• **Exercise 1**:
Reproduce the mailing list message on splitting rpm dependency processing, character for character.
• **Exercise 2**:
Copy every row below that contains the string "hair", leaving out all other rows.

• **Passage given**:

>> BEGIN

[Rpm-maint] [PATCH] Split the processing programs and libraries

Panu Matilainen pmatilai at laiskiainen.org
Thu Nov 11 09:52:48 UTC 2010


Meh, I've been writing a reply to this, getting interrupted, forgetting, 
continuing writing, getting interrupted ... etc.

On Mon, 1 Nov 2010, Alexey Gladkov wrote:

> 31.10.2010 13:57, Panu Matilainen wrote:
>> No objections to splitting elf libraries to a separate "class" as such,
>> in fact this is one of the things I had in mind with the new dep
>> generator: enabling much more finer grained handling of different file
>> types. The same thing largely applies to interpreted languages too,
>> executables and libraries are quite different beasts and typically require
>> rather different handling. Changing that is a compatibility issue,
>
> This is great news for me :)
>
>> Removing the executability requirement is a bit touchier subject though:
>> the executable bit is what rpm has traditionally (as in, always) used for
>> determining whether dependency exctraction should be performed on a file
>> or not (of course there are already several exceptions to that,
>> like perl and python modules..).
>
> I think this is true, but not for libraries. Because all the shared
> libraries should be generate the dependencies as well as all
> executable binaries.

>> END

• **Records provided**:
>> BEGIN

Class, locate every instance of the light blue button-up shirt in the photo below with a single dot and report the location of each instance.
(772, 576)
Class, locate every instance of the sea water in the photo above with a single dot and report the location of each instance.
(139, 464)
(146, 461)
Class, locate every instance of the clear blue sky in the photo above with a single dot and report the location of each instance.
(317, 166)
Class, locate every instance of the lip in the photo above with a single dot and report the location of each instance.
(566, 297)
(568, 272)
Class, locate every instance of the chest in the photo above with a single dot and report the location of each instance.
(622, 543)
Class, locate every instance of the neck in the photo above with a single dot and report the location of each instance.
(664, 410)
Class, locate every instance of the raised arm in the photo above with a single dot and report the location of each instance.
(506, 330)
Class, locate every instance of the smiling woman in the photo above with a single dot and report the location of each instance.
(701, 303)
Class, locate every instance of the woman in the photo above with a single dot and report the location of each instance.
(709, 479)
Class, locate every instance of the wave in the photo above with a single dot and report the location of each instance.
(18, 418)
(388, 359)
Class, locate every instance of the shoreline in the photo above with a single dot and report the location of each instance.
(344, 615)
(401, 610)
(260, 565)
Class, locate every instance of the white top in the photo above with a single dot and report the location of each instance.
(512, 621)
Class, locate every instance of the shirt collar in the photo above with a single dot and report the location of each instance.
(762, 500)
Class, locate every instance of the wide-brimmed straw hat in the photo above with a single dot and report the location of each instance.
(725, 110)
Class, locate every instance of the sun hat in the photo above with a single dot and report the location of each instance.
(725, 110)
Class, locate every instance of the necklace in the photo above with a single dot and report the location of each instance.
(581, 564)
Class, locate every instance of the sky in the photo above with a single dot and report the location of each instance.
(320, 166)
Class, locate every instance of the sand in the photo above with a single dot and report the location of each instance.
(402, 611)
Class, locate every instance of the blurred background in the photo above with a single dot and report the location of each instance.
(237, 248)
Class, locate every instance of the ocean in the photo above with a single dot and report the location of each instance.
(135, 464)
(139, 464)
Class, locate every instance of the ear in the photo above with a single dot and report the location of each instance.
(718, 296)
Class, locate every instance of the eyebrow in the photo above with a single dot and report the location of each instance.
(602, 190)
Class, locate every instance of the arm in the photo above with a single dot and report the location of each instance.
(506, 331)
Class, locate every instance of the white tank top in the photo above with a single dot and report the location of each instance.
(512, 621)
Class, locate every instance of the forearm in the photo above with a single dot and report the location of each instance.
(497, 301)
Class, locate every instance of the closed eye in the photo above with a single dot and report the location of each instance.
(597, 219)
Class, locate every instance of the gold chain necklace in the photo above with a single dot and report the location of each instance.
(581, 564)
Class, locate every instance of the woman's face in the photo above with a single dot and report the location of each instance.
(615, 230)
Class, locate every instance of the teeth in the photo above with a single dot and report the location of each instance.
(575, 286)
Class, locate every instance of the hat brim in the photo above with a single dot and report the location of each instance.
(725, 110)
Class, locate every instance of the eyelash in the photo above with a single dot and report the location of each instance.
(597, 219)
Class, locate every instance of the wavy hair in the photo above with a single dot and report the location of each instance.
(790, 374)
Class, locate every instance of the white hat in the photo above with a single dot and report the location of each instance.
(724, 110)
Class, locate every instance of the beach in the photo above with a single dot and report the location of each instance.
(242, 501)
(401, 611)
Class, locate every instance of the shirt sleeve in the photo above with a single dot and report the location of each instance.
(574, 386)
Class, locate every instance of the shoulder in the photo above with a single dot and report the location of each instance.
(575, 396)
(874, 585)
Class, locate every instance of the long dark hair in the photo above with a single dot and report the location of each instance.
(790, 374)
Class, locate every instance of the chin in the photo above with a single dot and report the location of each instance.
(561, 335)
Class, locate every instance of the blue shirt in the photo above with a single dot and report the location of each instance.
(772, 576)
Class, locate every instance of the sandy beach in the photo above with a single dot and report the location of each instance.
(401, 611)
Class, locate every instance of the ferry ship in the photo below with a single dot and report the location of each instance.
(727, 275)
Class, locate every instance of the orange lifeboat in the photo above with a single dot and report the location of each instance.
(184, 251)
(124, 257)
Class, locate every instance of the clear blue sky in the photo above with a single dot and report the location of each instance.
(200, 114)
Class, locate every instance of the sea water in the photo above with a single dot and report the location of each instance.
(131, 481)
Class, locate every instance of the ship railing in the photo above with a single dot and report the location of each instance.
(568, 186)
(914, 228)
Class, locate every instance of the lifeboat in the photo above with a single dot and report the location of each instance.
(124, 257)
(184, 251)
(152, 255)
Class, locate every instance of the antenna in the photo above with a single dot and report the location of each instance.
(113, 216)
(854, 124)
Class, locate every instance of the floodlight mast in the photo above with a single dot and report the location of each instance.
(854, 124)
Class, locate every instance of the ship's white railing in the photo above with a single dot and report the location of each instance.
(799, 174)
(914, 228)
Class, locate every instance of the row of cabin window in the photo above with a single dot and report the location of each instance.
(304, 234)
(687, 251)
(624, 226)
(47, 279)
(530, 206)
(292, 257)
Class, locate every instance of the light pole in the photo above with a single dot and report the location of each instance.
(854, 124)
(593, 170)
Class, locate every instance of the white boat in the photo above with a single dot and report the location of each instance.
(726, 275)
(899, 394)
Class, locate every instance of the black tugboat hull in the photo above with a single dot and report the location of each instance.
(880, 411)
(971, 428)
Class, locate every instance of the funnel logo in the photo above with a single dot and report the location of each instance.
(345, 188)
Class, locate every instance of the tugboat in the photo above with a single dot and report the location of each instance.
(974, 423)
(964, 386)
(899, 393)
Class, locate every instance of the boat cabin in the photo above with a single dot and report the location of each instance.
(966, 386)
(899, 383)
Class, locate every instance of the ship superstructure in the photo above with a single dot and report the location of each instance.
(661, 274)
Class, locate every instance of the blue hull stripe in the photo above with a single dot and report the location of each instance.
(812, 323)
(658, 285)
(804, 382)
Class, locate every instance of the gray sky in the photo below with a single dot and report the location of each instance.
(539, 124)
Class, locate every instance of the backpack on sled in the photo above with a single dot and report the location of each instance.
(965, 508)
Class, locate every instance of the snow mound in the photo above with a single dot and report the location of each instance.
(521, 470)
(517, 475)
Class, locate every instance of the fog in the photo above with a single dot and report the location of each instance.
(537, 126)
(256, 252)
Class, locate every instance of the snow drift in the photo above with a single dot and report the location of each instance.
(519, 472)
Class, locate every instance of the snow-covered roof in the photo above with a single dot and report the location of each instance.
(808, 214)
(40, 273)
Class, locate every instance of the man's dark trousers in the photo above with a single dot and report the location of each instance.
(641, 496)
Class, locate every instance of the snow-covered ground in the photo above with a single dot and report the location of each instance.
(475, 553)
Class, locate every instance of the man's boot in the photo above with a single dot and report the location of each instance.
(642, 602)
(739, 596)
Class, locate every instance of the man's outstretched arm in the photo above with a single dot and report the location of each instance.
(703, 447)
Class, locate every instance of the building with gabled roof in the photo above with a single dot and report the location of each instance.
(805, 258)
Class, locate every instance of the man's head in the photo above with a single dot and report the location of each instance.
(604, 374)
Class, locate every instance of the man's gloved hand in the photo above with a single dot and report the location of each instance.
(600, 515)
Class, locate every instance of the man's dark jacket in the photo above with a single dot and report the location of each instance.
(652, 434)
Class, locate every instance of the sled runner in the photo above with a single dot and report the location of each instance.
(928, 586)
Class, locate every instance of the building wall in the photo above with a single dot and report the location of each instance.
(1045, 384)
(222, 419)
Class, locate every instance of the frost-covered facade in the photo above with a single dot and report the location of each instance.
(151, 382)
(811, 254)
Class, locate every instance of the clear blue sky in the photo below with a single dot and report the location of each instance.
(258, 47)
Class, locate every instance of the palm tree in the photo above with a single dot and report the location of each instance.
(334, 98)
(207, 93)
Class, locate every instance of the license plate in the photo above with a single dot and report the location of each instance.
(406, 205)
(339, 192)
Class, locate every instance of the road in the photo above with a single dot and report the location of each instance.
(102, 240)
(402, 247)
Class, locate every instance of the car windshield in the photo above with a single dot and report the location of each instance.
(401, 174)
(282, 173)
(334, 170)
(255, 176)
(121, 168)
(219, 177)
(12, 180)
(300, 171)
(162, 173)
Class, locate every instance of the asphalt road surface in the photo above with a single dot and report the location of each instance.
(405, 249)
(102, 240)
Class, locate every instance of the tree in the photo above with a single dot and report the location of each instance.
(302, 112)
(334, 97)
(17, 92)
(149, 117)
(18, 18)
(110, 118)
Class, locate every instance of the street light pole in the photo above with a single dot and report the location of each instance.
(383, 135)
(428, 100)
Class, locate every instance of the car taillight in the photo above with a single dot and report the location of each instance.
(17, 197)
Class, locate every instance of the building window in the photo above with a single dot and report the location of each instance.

>> END

• **Complete response 1**:
[Rpm-maint] [PATCH] Split the processing programs and libraries

Panu Matilainen pmatilai at laiskiainen.org
Thu Nov 11 09:52:48 UTC 2010


Meh, I've been writing a reply to this, getting interrupted, forgetting, 
continuing writing, getting interrupted ... etc.

On Mon, 1 Nov 2010, Alexey Gladkov wrote:

> 31.10.2010 13:57, Panu Matilainen wrote:
>> No objections to splitting elf libraries to a separate "class" as such,
>> in fact this is one of the things I had in mind with the new dep
>> generator: enabling much more finer grained handling of different file
>> types. The same thing largely applies to interpreted languages too,
>> executables and libraries are quite different beasts and typically require
>> rather different handling. Changing that is a compatibility issue,
>
> This is great news for me :)
>
>> Removing the executability requirement is a bit touchier subject though:
>> the executable bit is what rpm has traditionally (as in, always) used for
>> determining whether dependency exctraction should be performed on a file
>> or not (of course there are already several exceptions to that,
>> like perl and python modules..).
>
> I think this is true, but not for libraries. Because all the shared
> libraries should be generate the dependencies as well as all
> executable binaries.

• **Complete response 2**:
Class, locate every instance of the wavy hair in the photo above with a single dot and report the location of each instance.
Class, locate every instance of the long dark hair in the photo above with a single dot and report the location of each instance.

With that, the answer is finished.